> _What you need to do_: Reproduce the passage of the 9-11 essay that begins at the words "The student housing" and stops after the words "I went home.".

"The idea that any one of our religions represents the infallible word of the One True God requires an encyclopedic ignorance of history, mythology, and art even to be entertained."
Sam Harris -- The End of Faith
I sometimes feel a mild degree of shame for being a Midwestern man whose worldview came unraveled after 9-11. I did not live in New York or D.C., and at the time I had not even visited either of them. But I look at my family, my career, my faith – they all changed on 9-11.
I woke up on that Tuesday as I did on any other day. On Tuesdays my girlfriend and I shared a class together, and I was waiting for her to come fetch me for breakfast. As she came in the door one of our floormates rushed down the hall, flying into my neighbor’s room, and screeching that they get out of bed. As they struggled to wake she ran back towards her room, where my girlfriend grabbed her by the arm to ask what the drama was all about. I overheard bits and pieces about “The Towers” as I packed up my backpack. Somebody had bombed The Towers.
The student housing at Southern Illinois University is divided into two communities. The first, Thompson Point, where I lived, sat on a lake in the main part of the campus. The other sat down the hill by the recreation center. We called them The Towers. I rushed to the television expecting to see the dorms across campus in flames. Instead, I turned to NBC just as the first tower fell, along with the hearts of every American.
My girlfriend dragged me to breakfast, though I agonized through each second I was not in front of the television. My girlfriend seemed irritatingly uninterested, even calm, about what was going on out East. She packed up after our meal and went to class. I went home.
The events of 9-11 seemed so impossibly irrational at the time that it made it difficult for even the most grounded American to prevent Chicken Little hysteria. I have a penchant for irrationally creative thinking, so on 9-11 I took paranoia to a whole new level. I remember walking back from the cafeteria and looking up into the sky. Every jet trail, every sparkle of an airliner carried a sense of dread with it. And the uncertainty of that day made it impossible to reign in my fear.

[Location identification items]
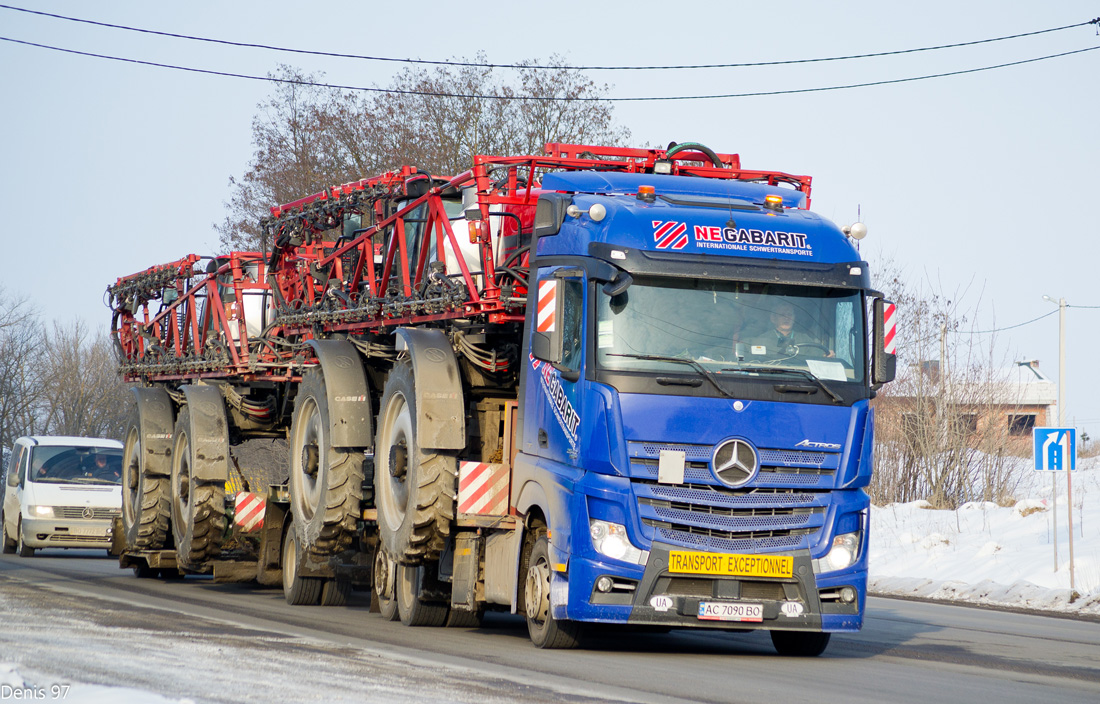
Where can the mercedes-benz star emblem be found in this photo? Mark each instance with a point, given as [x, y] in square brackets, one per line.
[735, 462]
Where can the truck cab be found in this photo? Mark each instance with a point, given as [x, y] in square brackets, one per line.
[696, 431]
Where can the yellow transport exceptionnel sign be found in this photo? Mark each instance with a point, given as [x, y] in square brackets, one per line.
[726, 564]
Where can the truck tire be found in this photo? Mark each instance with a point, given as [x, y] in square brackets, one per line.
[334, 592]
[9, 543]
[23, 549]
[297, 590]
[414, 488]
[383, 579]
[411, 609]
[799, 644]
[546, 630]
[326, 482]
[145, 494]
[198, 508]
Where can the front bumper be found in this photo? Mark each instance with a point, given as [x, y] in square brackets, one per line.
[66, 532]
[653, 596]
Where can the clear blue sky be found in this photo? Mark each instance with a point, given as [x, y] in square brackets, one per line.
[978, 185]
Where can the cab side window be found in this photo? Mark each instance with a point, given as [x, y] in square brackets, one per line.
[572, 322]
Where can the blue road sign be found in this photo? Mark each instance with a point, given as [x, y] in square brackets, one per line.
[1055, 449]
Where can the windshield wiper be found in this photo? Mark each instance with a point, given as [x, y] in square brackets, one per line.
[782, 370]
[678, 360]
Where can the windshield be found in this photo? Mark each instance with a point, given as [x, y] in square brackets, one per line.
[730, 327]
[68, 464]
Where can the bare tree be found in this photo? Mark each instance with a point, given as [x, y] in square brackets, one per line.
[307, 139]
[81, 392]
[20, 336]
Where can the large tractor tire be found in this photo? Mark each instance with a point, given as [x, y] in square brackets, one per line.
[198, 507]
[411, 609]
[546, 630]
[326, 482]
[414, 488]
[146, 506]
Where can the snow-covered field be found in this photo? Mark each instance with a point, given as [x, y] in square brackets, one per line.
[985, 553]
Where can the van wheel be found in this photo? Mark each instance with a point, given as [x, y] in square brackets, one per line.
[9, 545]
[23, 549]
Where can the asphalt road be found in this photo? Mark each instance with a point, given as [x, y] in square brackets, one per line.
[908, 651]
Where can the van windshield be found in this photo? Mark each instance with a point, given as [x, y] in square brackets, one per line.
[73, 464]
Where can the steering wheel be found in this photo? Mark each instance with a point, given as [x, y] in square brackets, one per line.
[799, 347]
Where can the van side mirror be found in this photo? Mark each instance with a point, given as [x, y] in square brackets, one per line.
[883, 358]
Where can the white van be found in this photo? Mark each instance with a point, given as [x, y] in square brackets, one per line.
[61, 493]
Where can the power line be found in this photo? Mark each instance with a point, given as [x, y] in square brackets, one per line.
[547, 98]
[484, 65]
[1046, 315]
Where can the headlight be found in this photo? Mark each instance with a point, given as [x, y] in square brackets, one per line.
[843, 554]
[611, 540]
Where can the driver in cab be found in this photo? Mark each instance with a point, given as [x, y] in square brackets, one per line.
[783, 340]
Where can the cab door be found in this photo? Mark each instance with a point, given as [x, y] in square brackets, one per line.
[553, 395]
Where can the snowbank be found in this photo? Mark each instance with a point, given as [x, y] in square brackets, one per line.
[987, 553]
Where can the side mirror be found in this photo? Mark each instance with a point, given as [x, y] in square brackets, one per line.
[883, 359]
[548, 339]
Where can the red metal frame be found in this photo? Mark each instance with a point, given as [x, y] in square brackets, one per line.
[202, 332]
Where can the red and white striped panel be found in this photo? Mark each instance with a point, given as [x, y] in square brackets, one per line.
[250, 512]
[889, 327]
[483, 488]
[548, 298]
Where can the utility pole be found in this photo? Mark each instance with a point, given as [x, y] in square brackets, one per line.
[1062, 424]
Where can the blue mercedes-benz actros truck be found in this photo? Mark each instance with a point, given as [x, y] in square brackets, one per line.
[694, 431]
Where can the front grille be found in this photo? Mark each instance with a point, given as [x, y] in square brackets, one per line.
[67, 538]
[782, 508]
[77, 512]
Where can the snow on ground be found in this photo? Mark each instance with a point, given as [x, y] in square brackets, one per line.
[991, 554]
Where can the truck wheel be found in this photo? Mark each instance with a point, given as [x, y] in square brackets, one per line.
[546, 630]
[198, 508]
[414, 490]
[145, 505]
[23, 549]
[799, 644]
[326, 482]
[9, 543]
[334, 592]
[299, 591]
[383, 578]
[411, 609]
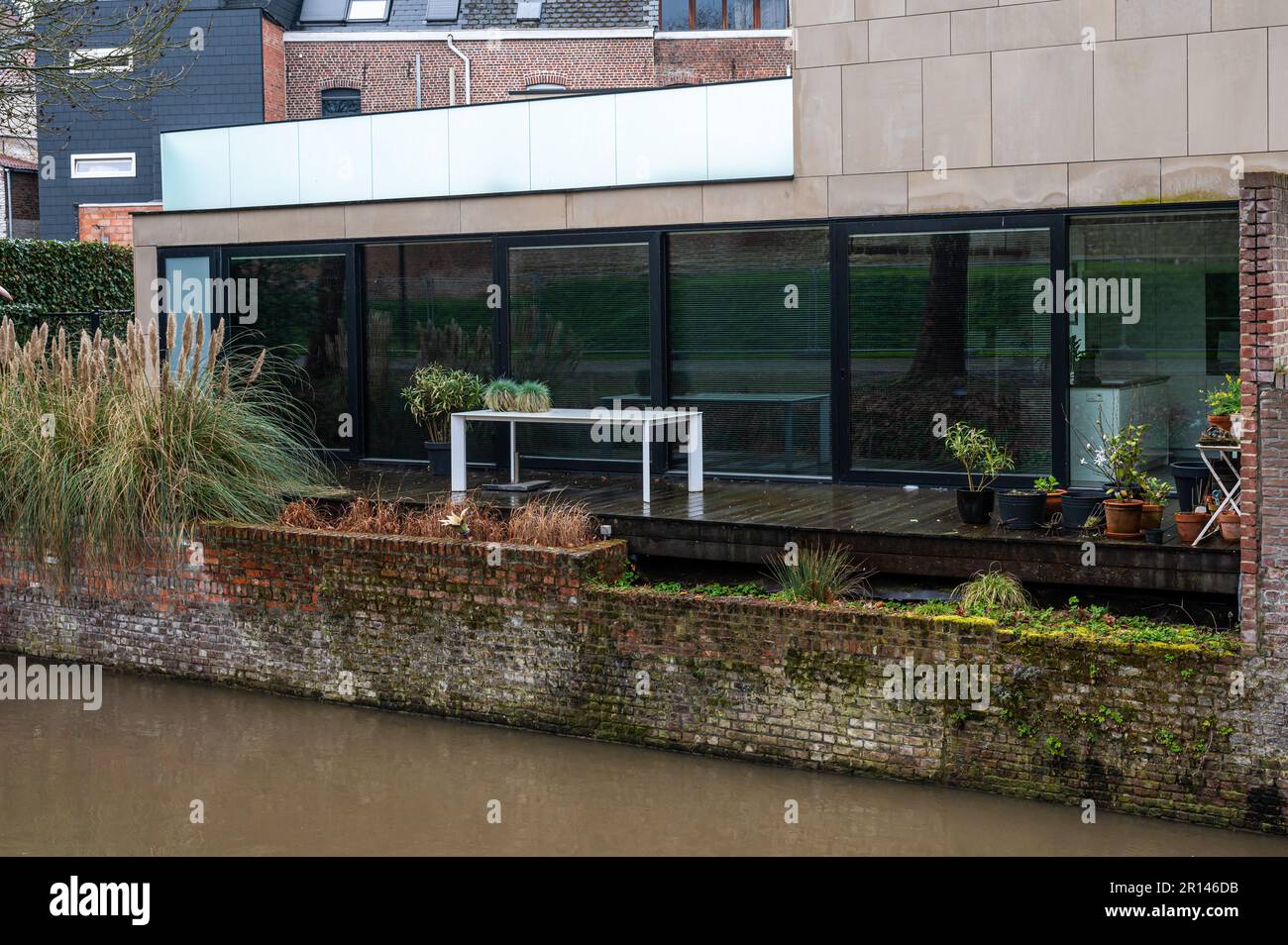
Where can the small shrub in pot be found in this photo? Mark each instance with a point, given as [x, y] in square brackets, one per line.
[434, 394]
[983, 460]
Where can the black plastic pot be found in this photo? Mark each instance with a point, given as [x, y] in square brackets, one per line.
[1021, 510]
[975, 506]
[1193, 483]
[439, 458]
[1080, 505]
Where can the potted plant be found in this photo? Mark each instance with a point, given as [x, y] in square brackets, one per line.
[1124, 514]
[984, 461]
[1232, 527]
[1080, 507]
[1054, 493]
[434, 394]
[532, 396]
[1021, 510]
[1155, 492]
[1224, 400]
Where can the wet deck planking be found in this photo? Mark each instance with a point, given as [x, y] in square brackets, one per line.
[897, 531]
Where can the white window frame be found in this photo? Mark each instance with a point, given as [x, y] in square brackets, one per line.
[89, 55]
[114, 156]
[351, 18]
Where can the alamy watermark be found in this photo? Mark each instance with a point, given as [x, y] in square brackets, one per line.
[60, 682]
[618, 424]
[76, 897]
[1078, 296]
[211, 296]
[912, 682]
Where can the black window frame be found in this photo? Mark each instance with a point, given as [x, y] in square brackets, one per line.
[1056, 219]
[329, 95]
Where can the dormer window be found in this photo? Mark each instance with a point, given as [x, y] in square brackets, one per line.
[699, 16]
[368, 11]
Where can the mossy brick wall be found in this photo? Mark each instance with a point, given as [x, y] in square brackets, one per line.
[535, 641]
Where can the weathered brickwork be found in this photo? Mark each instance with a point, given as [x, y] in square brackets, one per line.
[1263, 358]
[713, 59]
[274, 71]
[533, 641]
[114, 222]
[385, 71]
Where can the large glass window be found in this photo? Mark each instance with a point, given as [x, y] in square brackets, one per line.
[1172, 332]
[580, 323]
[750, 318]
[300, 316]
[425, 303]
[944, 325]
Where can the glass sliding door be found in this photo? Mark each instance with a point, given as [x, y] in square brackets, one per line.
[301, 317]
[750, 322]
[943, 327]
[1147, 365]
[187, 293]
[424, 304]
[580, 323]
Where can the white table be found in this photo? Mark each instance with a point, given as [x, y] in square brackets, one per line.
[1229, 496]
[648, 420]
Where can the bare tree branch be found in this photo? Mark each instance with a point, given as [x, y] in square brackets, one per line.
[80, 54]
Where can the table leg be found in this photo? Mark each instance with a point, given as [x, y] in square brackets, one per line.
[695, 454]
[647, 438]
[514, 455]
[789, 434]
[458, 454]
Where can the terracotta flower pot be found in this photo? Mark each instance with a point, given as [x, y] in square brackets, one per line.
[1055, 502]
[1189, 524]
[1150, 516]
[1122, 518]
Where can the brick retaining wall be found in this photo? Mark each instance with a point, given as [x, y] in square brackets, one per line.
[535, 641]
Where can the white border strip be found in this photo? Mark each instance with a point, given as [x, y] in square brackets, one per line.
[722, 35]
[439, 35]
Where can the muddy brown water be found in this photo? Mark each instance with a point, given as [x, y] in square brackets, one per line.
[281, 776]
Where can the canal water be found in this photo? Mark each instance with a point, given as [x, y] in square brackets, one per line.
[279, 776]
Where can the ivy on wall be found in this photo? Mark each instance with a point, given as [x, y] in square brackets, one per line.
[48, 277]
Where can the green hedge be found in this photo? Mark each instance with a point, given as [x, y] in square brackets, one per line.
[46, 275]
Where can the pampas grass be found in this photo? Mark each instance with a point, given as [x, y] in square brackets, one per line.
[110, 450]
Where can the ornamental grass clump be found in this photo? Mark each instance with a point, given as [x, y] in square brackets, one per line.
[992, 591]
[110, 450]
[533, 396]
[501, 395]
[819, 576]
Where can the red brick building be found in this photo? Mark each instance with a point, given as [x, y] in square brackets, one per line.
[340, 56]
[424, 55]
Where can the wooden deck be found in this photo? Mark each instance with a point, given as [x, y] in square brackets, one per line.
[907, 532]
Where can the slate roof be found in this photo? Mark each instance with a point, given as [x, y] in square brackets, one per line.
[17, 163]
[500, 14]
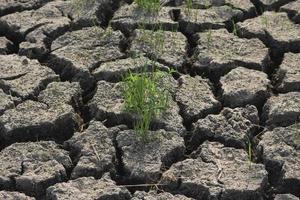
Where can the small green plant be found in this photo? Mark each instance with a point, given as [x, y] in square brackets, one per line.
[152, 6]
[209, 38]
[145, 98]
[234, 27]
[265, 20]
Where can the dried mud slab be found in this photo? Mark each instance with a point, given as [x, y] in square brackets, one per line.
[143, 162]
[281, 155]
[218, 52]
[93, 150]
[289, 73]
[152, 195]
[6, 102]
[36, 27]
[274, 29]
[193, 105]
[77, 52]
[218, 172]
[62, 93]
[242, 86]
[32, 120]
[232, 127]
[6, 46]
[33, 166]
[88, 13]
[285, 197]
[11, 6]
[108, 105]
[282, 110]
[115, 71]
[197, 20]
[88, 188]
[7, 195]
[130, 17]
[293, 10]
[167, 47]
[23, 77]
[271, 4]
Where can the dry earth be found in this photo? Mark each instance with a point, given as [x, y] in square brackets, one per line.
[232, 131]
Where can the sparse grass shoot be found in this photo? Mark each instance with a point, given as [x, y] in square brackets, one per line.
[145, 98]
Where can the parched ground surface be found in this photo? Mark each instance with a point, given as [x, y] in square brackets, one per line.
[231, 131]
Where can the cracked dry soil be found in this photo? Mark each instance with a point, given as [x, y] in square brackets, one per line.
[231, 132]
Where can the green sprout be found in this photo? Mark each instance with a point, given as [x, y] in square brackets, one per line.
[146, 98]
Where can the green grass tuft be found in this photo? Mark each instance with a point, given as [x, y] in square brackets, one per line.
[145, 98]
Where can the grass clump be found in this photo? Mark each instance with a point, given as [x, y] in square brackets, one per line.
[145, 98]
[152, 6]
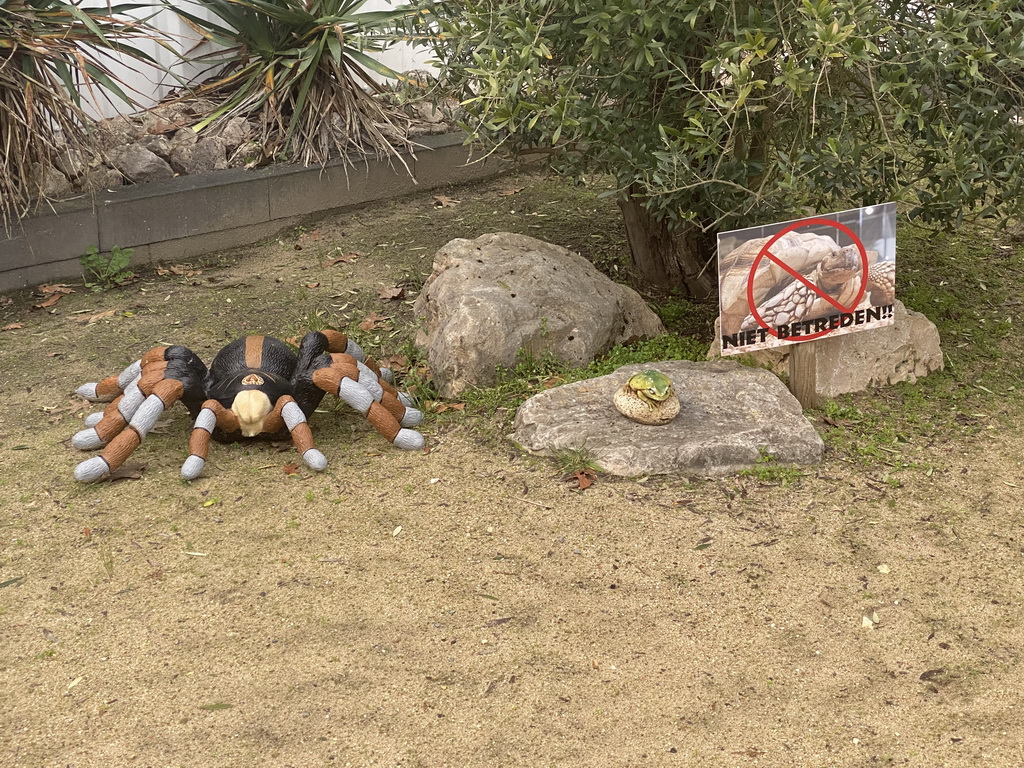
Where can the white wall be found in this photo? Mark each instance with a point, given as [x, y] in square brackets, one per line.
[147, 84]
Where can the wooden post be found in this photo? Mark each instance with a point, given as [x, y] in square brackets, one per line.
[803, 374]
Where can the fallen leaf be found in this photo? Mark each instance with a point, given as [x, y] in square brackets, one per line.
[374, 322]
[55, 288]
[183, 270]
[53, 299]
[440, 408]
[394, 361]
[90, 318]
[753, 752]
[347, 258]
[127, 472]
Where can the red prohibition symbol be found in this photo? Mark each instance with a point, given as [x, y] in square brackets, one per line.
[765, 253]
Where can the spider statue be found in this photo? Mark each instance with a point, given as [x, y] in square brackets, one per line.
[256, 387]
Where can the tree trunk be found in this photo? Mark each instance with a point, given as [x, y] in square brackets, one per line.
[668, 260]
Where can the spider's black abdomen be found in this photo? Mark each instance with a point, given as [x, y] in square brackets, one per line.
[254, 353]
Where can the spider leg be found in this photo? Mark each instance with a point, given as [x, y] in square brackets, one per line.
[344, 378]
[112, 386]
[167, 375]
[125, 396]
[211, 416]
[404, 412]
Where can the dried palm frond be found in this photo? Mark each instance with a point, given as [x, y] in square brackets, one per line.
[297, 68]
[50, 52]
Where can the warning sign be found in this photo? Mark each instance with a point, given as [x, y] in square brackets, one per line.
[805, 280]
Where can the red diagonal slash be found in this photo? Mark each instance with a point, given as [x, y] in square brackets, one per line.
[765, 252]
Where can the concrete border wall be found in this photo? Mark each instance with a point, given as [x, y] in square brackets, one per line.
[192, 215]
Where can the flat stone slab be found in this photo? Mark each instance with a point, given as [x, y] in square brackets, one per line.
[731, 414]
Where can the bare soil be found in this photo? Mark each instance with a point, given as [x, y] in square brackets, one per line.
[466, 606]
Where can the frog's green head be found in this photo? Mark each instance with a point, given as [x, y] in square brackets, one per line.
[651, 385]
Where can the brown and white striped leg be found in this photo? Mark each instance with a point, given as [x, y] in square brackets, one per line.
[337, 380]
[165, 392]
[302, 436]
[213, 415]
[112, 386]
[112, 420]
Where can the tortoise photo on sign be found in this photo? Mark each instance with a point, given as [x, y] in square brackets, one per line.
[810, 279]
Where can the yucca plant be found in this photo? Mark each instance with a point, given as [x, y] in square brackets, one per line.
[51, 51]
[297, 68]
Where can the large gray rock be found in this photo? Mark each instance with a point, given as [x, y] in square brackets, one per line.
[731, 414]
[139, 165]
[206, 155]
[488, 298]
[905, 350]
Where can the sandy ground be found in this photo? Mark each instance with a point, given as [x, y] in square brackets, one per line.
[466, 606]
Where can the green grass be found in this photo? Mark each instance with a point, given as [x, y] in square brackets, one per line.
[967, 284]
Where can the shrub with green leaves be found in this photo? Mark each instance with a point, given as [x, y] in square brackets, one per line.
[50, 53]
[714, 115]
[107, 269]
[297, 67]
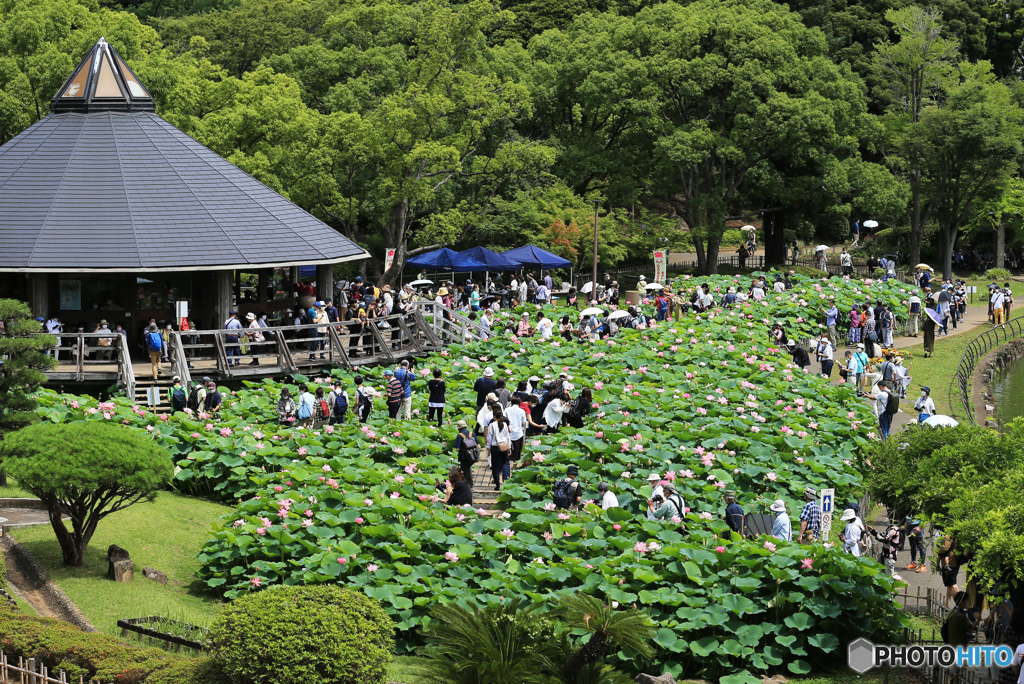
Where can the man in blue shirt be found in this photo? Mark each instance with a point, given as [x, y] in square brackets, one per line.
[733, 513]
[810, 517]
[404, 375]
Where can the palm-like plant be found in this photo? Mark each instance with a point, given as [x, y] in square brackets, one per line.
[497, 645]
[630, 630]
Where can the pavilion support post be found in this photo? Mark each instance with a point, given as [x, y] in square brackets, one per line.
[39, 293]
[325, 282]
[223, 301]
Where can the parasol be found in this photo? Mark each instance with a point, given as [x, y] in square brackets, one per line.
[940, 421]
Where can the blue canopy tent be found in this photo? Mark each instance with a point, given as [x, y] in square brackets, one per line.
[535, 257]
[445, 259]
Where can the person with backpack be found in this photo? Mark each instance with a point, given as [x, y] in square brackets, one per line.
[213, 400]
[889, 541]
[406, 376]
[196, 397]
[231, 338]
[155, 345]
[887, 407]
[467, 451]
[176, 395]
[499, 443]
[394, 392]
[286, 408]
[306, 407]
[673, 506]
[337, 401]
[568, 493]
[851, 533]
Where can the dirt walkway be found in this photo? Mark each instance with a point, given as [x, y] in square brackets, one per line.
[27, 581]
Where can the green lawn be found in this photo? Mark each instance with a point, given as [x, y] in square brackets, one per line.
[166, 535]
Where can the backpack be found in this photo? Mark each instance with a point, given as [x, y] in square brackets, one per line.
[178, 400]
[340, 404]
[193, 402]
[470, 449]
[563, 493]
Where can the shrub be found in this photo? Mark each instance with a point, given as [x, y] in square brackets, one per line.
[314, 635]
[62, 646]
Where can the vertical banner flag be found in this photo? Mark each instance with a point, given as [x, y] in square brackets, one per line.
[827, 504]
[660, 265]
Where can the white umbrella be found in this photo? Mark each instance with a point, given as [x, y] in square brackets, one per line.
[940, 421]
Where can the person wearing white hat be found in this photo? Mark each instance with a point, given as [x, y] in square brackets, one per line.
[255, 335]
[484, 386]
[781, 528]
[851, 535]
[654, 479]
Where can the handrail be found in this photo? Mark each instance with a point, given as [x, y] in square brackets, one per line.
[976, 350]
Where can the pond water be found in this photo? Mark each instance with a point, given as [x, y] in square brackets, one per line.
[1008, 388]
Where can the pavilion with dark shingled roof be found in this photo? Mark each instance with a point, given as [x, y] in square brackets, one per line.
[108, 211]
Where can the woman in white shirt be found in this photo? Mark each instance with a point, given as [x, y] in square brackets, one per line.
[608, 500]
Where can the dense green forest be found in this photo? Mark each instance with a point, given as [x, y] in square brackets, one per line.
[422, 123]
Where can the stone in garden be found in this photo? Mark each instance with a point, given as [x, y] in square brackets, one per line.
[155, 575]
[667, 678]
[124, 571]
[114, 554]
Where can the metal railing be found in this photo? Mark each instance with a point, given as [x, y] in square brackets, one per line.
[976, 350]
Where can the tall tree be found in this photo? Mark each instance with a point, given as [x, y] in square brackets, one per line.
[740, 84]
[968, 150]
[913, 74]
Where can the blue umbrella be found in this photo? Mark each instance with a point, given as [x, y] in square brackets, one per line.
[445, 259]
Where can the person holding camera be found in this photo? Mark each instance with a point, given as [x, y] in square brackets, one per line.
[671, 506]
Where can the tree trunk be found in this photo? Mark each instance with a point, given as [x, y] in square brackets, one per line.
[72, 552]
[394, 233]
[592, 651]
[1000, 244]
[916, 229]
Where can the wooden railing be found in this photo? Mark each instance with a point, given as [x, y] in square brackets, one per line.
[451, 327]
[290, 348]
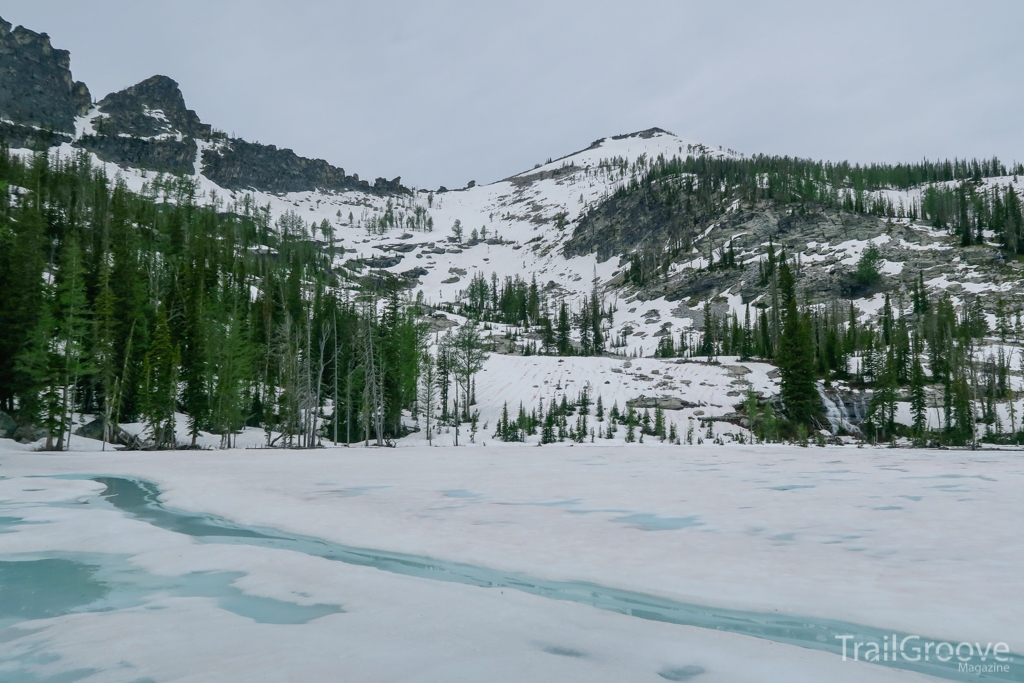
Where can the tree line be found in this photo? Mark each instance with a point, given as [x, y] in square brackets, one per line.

> _Expected output_:
The student housing at Southern Illinois University is divided into two communities. The first, Thompson Point, where I lived, sat on a lake in the main part of the campus. The other sat down the hill by the recreation center. We called them The Towers. I rushed to the television expecting to see the dorms across campus in flames. Instead, I turned to NBC just as the first tower fell, along with the hearts of every American.
My girlfriend dragged me to breakfast, though I agonized through each second I was not in front of the television. My girlfriend seemed irritatingly uninterested, even calm, about what was going on out East. She packed up after our meal and went to class. I went home.